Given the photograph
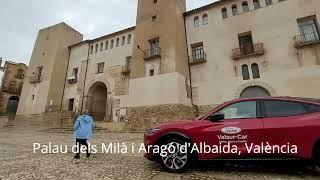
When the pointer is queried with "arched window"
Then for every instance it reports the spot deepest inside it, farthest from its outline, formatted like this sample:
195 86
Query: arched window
129 38
205 19
234 10
196 21
224 12
256 4
255 71
245 6
245 72
268 2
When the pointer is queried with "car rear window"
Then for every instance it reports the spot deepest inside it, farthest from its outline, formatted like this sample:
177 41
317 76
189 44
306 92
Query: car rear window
312 108
283 108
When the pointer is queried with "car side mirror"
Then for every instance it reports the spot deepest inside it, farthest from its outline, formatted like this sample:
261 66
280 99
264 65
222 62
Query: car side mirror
216 117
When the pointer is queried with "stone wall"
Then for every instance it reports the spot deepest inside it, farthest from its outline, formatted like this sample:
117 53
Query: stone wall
143 118
3 121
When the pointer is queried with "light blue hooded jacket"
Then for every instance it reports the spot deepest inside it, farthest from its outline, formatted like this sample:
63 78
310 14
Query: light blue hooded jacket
83 127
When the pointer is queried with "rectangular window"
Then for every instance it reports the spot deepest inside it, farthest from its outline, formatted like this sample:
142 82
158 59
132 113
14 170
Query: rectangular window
71 104
309 29
100 68
75 72
151 72
96 50
197 52
107 44
39 72
154 45
246 43
123 41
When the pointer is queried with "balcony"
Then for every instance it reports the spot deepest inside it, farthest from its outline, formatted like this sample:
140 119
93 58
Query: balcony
306 39
72 80
247 51
152 53
198 58
125 70
35 79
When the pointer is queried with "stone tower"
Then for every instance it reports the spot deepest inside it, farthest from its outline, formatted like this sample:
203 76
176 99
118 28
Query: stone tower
44 83
160 40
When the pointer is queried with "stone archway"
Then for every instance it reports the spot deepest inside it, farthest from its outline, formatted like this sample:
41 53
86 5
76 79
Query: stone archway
12 105
254 91
96 101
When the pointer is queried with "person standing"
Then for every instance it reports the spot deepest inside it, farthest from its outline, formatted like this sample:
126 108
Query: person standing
83 132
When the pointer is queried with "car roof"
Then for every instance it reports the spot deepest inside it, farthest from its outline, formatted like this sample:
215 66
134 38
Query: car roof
300 99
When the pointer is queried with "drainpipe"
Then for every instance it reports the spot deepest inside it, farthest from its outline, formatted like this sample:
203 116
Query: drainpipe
189 67
85 77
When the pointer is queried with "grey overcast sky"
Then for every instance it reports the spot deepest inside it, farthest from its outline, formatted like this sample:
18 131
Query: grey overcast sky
22 19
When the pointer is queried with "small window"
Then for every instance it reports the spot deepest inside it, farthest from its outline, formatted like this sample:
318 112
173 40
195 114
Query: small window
107 44
96 50
151 72
117 42
245 6
71 104
101 46
256 4
91 49
20 73
129 39
154 18
255 71
75 72
234 10
100 68
123 41
196 21
269 2
111 45
224 12
241 110
205 19
283 109
245 72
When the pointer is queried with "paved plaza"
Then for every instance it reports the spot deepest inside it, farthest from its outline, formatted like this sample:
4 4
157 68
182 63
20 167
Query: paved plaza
17 161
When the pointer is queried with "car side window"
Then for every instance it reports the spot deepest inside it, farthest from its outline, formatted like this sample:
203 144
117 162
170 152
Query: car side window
283 108
241 110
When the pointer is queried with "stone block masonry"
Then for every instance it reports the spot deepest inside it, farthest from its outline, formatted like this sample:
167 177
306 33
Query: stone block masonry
145 117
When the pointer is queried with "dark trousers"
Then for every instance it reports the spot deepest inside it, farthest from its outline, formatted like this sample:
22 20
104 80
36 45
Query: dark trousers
80 143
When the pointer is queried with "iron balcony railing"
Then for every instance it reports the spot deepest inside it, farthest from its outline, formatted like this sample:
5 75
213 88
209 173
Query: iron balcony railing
248 50
306 39
154 52
199 57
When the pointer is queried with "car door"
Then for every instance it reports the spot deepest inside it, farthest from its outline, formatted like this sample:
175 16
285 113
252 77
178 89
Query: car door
286 126
241 126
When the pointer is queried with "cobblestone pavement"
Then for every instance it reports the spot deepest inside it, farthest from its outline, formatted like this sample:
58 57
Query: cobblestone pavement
17 161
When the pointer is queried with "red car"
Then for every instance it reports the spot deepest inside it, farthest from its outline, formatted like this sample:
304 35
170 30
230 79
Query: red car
253 128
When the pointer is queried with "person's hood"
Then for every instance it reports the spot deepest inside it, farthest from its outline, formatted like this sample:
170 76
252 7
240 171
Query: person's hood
86 118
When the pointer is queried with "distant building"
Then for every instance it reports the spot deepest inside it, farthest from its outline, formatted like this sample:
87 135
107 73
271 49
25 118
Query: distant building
175 63
11 86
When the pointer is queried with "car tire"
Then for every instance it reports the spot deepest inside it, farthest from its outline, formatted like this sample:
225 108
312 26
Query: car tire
178 161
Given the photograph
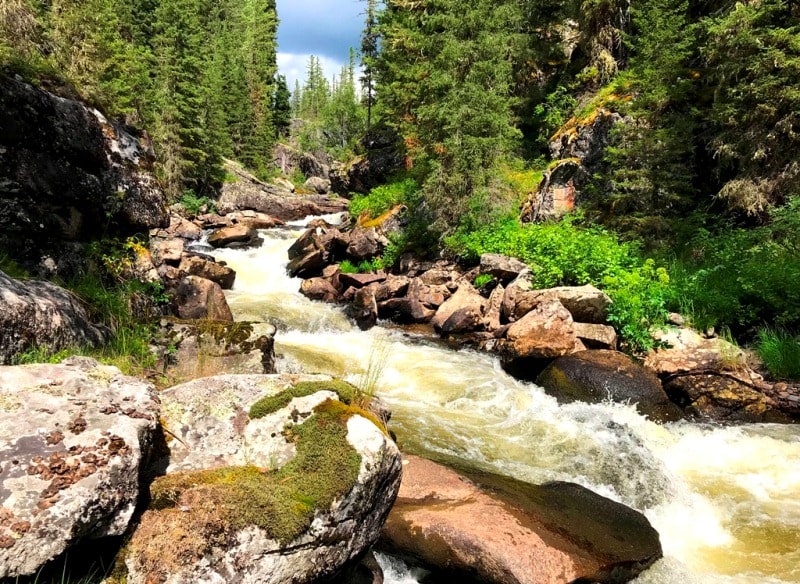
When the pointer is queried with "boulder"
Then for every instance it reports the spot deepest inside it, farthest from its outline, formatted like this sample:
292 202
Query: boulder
178 227
318 185
493 308
74 438
466 297
360 280
193 265
67 174
585 303
463 320
431 296
284 183
501 267
37 314
253 219
269 480
319 289
364 244
276 202
308 265
522 534
194 349
406 310
167 251
545 332
596 336
597 376
721 396
392 287
363 308
196 297
710 378
238 233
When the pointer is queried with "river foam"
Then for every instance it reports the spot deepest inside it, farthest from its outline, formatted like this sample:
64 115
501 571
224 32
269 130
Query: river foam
725 500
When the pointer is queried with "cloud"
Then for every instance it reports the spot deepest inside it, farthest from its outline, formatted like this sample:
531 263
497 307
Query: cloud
294 66
326 28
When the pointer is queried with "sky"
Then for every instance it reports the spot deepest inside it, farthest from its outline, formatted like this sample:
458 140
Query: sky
325 28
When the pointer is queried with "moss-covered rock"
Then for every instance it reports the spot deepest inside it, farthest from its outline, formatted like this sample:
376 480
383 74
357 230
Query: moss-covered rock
273 478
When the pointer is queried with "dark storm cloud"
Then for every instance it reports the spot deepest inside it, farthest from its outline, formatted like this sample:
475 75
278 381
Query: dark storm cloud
320 27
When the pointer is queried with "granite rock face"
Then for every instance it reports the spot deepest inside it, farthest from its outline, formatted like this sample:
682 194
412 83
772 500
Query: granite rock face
67 174
514 533
73 439
36 314
187 536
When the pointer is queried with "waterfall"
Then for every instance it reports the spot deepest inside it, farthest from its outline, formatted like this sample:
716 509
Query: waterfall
725 500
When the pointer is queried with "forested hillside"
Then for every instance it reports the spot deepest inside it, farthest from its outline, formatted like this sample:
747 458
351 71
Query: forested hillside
199 75
671 125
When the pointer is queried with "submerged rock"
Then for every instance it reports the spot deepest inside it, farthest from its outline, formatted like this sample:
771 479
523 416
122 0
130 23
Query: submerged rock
36 314
271 479
515 533
595 376
73 438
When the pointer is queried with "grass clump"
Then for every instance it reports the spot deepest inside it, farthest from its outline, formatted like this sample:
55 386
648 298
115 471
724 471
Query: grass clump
272 403
780 352
224 501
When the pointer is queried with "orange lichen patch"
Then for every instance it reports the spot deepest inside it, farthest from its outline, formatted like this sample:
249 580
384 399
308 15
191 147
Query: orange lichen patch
364 219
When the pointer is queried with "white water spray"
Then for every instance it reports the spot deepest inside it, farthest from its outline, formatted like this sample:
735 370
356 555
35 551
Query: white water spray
725 500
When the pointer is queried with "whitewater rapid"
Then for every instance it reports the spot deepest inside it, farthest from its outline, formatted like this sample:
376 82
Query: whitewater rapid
725 500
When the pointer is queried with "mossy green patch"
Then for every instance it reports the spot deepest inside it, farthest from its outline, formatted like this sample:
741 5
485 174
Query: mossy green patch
272 403
281 502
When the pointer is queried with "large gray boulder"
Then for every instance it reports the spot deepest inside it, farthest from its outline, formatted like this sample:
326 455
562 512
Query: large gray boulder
73 438
67 174
287 489
595 376
276 202
510 532
36 314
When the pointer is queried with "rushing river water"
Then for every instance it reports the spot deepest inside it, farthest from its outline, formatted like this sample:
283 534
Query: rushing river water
725 500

======

-- Task directions --
Everything from the line containing "Query: mossy green patch" to the last line of the data above must be set down exactly, both ends included, with no other lines.

-- Result of this exercise --
Query: mossy green patch
272 403
281 502
When the pointer is queried with "large gray boulder"
Then for every instance it reports the spot deepest inside it, farthest from its outline, formatted like this sample:
326 455
562 512
Query: large gray boulder
73 438
67 174
287 489
595 376
276 202
510 532
36 314
When the pointer is queried with "rushing river water"
Then for every instance it reports the spot deepest inside it, farthest from its outline, formatted like this sample:
283 534
Query: rushing river water
725 500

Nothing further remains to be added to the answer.